Task directions> Rewrite the full material exactly; no line may be skipped.

Excerpted data>
───

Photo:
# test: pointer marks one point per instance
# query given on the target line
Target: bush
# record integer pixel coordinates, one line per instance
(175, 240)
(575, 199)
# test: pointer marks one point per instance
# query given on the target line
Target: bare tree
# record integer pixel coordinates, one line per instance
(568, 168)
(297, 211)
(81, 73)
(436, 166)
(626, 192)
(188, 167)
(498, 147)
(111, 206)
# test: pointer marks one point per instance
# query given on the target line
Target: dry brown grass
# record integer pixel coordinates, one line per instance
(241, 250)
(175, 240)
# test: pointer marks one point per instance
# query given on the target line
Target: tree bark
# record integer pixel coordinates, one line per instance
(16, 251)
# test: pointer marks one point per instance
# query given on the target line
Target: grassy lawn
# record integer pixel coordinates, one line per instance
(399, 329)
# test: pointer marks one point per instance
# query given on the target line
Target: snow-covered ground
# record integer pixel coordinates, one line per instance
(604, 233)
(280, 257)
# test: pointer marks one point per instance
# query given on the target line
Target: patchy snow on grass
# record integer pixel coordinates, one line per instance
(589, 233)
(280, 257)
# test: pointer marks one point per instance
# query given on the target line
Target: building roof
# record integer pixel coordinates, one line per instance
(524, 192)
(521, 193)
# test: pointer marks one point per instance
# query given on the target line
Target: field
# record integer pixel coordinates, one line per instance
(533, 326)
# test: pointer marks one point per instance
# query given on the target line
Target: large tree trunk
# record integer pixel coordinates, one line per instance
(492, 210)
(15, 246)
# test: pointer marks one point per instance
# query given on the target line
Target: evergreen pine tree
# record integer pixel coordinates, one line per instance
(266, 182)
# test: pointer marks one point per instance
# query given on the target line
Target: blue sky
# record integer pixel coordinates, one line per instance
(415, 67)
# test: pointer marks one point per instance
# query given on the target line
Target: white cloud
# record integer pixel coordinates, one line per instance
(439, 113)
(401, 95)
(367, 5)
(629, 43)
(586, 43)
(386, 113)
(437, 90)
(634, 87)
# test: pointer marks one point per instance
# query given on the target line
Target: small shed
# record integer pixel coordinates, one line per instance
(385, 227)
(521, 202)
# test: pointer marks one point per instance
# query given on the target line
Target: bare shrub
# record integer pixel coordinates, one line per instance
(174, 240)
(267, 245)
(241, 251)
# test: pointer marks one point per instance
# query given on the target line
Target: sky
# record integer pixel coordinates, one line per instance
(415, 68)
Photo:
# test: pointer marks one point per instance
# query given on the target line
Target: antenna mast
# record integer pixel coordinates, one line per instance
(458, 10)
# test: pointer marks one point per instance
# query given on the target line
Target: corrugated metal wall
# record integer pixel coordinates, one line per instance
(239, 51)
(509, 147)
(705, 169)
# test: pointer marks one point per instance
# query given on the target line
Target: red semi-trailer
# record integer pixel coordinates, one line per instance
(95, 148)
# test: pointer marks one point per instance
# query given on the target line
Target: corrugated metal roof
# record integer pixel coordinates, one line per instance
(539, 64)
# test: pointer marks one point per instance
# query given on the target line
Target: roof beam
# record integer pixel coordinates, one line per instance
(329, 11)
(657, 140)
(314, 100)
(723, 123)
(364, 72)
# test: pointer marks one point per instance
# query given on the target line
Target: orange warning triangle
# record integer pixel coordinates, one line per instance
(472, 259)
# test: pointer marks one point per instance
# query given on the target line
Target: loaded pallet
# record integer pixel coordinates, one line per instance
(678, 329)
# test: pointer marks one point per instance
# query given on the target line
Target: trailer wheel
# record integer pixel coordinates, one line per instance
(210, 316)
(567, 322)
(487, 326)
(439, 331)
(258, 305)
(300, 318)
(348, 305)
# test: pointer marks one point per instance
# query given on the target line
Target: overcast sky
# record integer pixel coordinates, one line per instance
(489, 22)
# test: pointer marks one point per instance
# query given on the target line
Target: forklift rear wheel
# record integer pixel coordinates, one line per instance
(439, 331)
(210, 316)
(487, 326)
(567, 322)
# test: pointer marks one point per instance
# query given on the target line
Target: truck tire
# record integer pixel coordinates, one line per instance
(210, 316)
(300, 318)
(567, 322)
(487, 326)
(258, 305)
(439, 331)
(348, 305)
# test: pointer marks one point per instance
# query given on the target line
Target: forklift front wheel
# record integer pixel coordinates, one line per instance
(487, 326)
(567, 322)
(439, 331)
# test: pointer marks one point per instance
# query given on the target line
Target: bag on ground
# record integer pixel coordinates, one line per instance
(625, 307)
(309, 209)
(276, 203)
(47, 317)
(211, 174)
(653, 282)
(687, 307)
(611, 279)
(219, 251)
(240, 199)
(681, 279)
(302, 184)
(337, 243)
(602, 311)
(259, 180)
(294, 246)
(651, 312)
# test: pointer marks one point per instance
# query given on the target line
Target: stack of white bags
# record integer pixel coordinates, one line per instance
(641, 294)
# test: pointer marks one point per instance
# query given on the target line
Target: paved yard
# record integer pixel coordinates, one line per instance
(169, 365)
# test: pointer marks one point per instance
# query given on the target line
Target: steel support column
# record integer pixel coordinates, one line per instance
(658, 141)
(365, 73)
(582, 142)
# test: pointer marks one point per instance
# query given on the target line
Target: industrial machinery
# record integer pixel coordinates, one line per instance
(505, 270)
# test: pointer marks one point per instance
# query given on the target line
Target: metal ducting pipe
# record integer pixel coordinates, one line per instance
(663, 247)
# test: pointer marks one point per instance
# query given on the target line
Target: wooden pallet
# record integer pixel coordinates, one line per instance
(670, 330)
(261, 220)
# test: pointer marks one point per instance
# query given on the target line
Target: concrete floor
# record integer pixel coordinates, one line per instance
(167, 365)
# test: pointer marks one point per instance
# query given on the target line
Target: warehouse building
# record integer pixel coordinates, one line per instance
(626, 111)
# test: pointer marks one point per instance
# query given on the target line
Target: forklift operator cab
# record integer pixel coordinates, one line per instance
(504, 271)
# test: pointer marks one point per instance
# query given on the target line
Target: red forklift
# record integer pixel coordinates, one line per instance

───

The completed task>
Photo:
# test: pointer marks one point per instance
# query given on the target line
Target: bush
# record integer pixel coordinates, one line per instance
(175, 240)
(575, 199)
# test: pointer marks one point per instance
# query given on the target line
Target: bare tree
# record integer pixel coordinates, one line per instance
(568, 168)
(297, 211)
(81, 73)
(436, 166)
(626, 192)
(188, 167)
(498, 147)
(111, 206)
# test: pointer marks one point per instance
# query given on the target line
Target: dry brown grass
# record integer pixel coordinates, one line per instance
(241, 250)
(175, 240)
# test: pointer marks one point per instance
# query given on the target line
Target: tree bark
# record integer pixel coordinates, one line per instance
(16, 251)
# test: pointer marks one point per instance
# query given on the target line
Target: grassy lawn
# record integer pixel coordinates, one line per instance
(399, 329)
# test: pointer marks one point per instance
# query given on the target line
Target: snow-covered ground
# record integer pixel coordinates, one line per instance
(604, 233)
(280, 257)
# test: pointer marks one point per instance
# query given on the target line
Target: patchy snow on grass
# record integer pixel coordinates, one line per instance
(589, 233)
(280, 257)
# test: pointer marks one point per instance
# query given on the target line
Target: building roof
# record integer pixel coordinates, one line per instance
(524, 192)
(521, 193)
# test: pointer marks one point per instance
# query given on the target line
Target: field
# record integer pixel coordinates, one line per instance
(533, 326)
# test: pointer marks one point per instance
# query given on the target line
Target: large tree trunk
# record integer pixel coordinates, one line per instance
(492, 210)
(15, 246)
# test: pointer marks one point per instance
# query given on the target line
Target: evergreen pine tree
# record integer pixel coordinates, one line per instance
(266, 182)
# test: pointer marks one point per instance
# query given on the target line
Target: blue sky
# record integer pixel coordinates, one line per instance
(415, 67)
# test: pointer marks one point per instance
# query given on the target line
Target: white cloud
# record integer pixel coordinates, one line per instance
(439, 113)
(401, 95)
(367, 5)
(629, 43)
(586, 43)
(386, 113)
(437, 90)
(634, 87)
# test: pointer marks one point per instance
# query given on the target line
Target: small shed
# record integer pixel coordinates, one line per instance
(385, 227)
(521, 202)
# test: pointer marks one point per instance
# query given on the target line
Target: bare shrub
# record integer pixel coordinates, one line per instance
(174, 240)
(267, 245)
(241, 251)
# test: pointer marks one point per instance
# query given on the target line
Target: sky
# record integer pixel coordinates, one line per instance
(415, 68)
Photo:
# test: pointer marks one point per instance
# query given on the target line
Target: antenna mast
# record integer pixel coordinates, one line per instance
(458, 10)
# test: pointer marks one point per instance
# query given on the target line
Target: corrugated metal wall
# record integer pixel coordinates, one line per instance
(239, 51)
(509, 147)
(705, 169)
# test: pointer marks one point per instance
# query given on the target line
Target: red semi-trailer
# record integer pixel coordinates, one line per instance
(95, 148)
# test: pointer marks one point per instance
# query given on the target line
Target: corrugated metal roof
# record integer pixel coordinates, one line per instance
(539, 64)
# test: pointer marks one point per instance
# query given on the target line
Target: roof beam
# record integer pixel coordinates, one line per instance
(329, 11)
(657, 140)
(314, 100)
(723, 123)
(364, 72)
# test: pointer marks one point per instance
# query given on the target line
Target: orange warning triangle
# record integer pixel coordinates, one line per instance
(472, 259)
# test: pointer marks one point per instance
# query given on the target line
Target: loaded pallet
# record integer pixel coordinates, one line per instance
(678, 329)
# test: pointer marks one point per instance
# query given on the target line
Target: trailer wheel
# record integer pixel coordinates, one line per instance
(210, 316)
(567, 322)
(487, 326)
(439, 331)
(258, 305)
(300, 318)
(348, 305)
# test: pointer marks one point per instance
# query given on the target line
Target: overcast sky
# record integer pixel coordinates, one line per instance
(489, 22)
# test: pointer marks one point per instance
# query given on the target line
Target: forklift rear wheel
# record integer pixel coordinates, one line per instance
(439, 331)
(210, 316)
(487, 326)
(567, 322)
# test: pointer marks one point per instance
# query given on the target line
Target: truck tire
# record integer pixel coordinates, one line per instance
(210, 316)
(300, 318)
(567, 322)
(487, 326)
(258, 305)
(439, 331)
(348, 305)
# test: pointer marks one point per instance
# query given on the target line
Target: forklift front wheel
# record integer pixel coordinates, one line per instance
(487, 326)
(567, 322)
(439, 331)
# test: pointer marks one point per instance
# query given on the target line
Target: bag on ground
# record integer pixel coordinates, one line per instance
(625, 307)
(309, 209)
(276, 203)
(47, 317)
(211, 174)
(653, 282)
(687, 307)
(611, 279)
(219, 251)
(240, 199)
(681, 279)
(302, 184)
(337, 243)
(602, 311)
(259, 180)
(294, 246)
(651, 312)
# test: pointer marks one point per instance
# query given on the target line
Target: stack of white bags
# record integer pixel coordinates, one line per instance
(641, 294)
# test: pointer marks one point per instance
# query given on the target line
Target: paved yard
# record integer pixel coordinates, one line per instance
(169, 365)
# test: pointer marks one point per instance
# query given on the target line
Target: steel support column
# record integer pixel coordinates, one line per instance
(658, 141)
(365, 73)
(582, 142)
# test: pointer marks one point per instance
# query given on the target line
Target: industrial machinery
# record integer pixel coordinates, one line per instance
(505, 270)
# test: pointer marks one point per instance
# query given on the target line
Target: metal ducting pipe
# record integer pixel coordinates, one line per instance
(663, 247)
# test: pointer marks one point per instance
# query given on the target line
Target: wooden pallet
# record integer pixel coordinates, one line per instance
(670, 330)
(261, 220)
# test: pointer marks one point per instance
# query given on the target line
Target: concrete floor
# record integer pixel coordinates, one line per instance
(167, 365)
# test: pointer marks one point per instance
# query given on the target line
Target: warehouse building
# record integer pixel coordinates, one line per instance
(626, 111)
# test: pointer marks one point per instance
# query given on the target line
Target: forklift operator cab
# record integer pixel coordinates, one line per instance
(504, 271)
# test: pointer marks one point per instance
# query given on the target line
Target: red forklift
# record integer pixel coordinates, one line per instance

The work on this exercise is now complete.